[GIVEN INSTRUCTION 1]
Write out the records again, requests included, starting with the line containing "Please put a marker on the submerged" and going on through the end of the records, and shift every coordinate in the answers up by 38.

[PAGE EXTRACT]
▽
I've doublechecked that the duplicate pages are in fact in separate stub
jobs and updated the phabricator task accordingly. As this is something
that would be a lot of work to address with the current architecture and is
on the drawing board for the Dumps 2.0 rewrite, I'm deferring the issue til
then. In the meantime scripts or processors that work with multi-stub
dumps should be prepared to filter out such duplicates, though they would
be rare.
Ariel
On Mon, Apr 11, 2016 at 8:05 PM, Ariel Glenn WMF <ariel(a)wikimedia.org>
wrote:
I've been trying to get the new hardware out for
the monthly run. I'll be
looking at this today and tomorrow to verify that the issue is really with
separate page ranges being dumped for the same wiki without having the
database frozen across the entire time of the run. If that's indeed the
case, it's not fixable until we revisit the db backend, potentially a big
job.
Ariel
On Fri, Apr 1, 2016 at 1:27 PM, Sebastiano Vigna <vigna(a)di.unimi.it>
wrote:
On 23 Feb 2016, at 14:43, Ariel Glenn WMF
<ariel(a)wikimedia.org> wrote:
I will investigate this. Tracked at
https://phabricator.wikimedia.org/T127832
I've seen no progress recently on the issue. Should we assume there will
be duplicates?
Ciao,
seba
△
[GIVEN INSTRUCTION 2]
Summarize the thread about duplicate pages in the dumps in two sentences.

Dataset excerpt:
▽
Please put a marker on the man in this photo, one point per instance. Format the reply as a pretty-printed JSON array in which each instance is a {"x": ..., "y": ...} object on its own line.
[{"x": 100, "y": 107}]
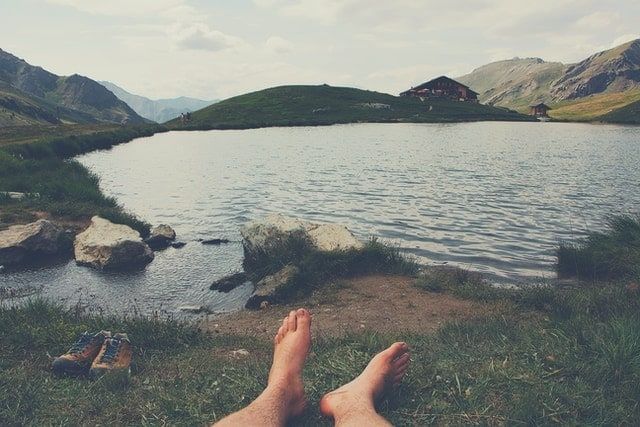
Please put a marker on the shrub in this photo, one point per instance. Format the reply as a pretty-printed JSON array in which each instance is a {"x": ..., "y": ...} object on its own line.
[{"x": 612, "y": 254}]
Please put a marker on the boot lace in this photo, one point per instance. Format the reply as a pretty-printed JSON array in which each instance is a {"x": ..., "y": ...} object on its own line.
[
  {"x": 81, "y": 344},
  {"x": 113, "y": 346}
]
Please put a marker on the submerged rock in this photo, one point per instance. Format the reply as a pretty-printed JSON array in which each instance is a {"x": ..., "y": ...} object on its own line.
[
  {"x": 280, "y": 239},
  {"x": 228, "y": 283},
  {"x": 18, "y": 243},
  {"x": 214, "y": 241},
  {"x": 267, "y": 288},
  {"x": 160, "y": 237},
  {"x": 104, "y": 245},
  {"x": 259, "y": 235},
  {"x": 194, "y": 309}
]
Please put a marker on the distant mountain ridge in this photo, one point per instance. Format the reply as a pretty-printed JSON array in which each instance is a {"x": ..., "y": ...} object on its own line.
[
  {"x": 159, "y": 110},
  {"x": 517, "y": 83},
  {"x": 31, "y": 94}
]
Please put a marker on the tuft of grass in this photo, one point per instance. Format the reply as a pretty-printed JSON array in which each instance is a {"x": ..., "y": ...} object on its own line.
[
  {"x": 65, "y": 188},
  {"x": 611, "y": 254}
]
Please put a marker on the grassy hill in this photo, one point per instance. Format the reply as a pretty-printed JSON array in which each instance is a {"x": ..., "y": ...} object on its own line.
[
  {"x": 629, "y": 114},
  {"x": 323, "y": 105}
]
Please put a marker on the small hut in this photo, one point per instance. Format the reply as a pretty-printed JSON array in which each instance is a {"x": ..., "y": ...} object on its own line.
[{"x": 540, "y": 110}]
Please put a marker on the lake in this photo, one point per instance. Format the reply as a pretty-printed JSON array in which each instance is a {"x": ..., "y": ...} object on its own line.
[{"x": 491, "y": 197}]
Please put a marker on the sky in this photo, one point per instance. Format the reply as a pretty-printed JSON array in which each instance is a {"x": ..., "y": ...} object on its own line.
[{"x": 217, "y": 49}]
△
[REPLY 1]
Please put a marker on the submerged rock in this photo, one point per instance. Format the reply as a pretty-printed JSON array in which each instance is a {"x": ..., "y": ...} object on its own line.
[
  {"x": 318, "y": 277},
  {"x": 266, "y": 321},
  {"x": 56, "y": 281},
  {"x": 252, "y": 279},
  {"x": 305, "y": 326},
  {"x": 198, "y": 275},
  {"x": 142, "y": 283},
  {"x": 297, "y": 273},
  {"x": 232, "y": 347}
]
Please put a marker on the distant mountain ridge in this photo, one point per instance. Format the reply as a pretty-printed JSON array in which each instance is a {"x": ..., "y": ...} object on its own line.
[
  {"x": 197, "y": 148},
  {"x": 555, "y": 121},
  {"x": 69, "y": 132}
]
Please put a marker on the tuft of grass in this photo, one point per instance. Format the reply as a pretty-printed JSON array in which each instance is a {"x": ..., "y": ...} object on its own line.
[
  {"x": 103, "y": 226},
  {"x": 649, "y": 292}
]
Please put a marker on the grassy hill in this photo, one point per instance. Format the reply as a pretty-printed JSON array in which each instance is a {"x": ..., "y": ...} object on its own line.
[
  {"x": 667, "y": 152},
  {"x": 361, "y": 143}
]
Please put a marker on the small hut in this photo, one point per instance. Format the reply as a pretty-printed JSON array in which each instance is a {"x": ..., "y": ...} object on its own line.
[{"x": 578, "y": 148}]
Please put a marker on the lake in this photo, one point per instance. Format the reply as a pretty-printed JSON array in which each instance is a {"x": ..., "y": ...} object on its own line.
[{"x": 529, "y": 235}]
Please put a marker on the sky in this photo, one point per instance. Format the reply as a pretty-printed JSON array in which each instance is a {"x": ..., "y": ...} object on its own line.
[{"x": 255, "y": 87}]

[REPLY 2]
Sebastiano Vigna reported seeing no recent progress on the tracked issue and asked whether duplicates should be assumed. Ariel confirmed that the duplicate pages are in separate stub jobs and deferred the fix to the Dumps 2.0 rewrite, advising that scripts or processors working with multi-stub dumps be prepared to filter out such duplicates, though they would be rare.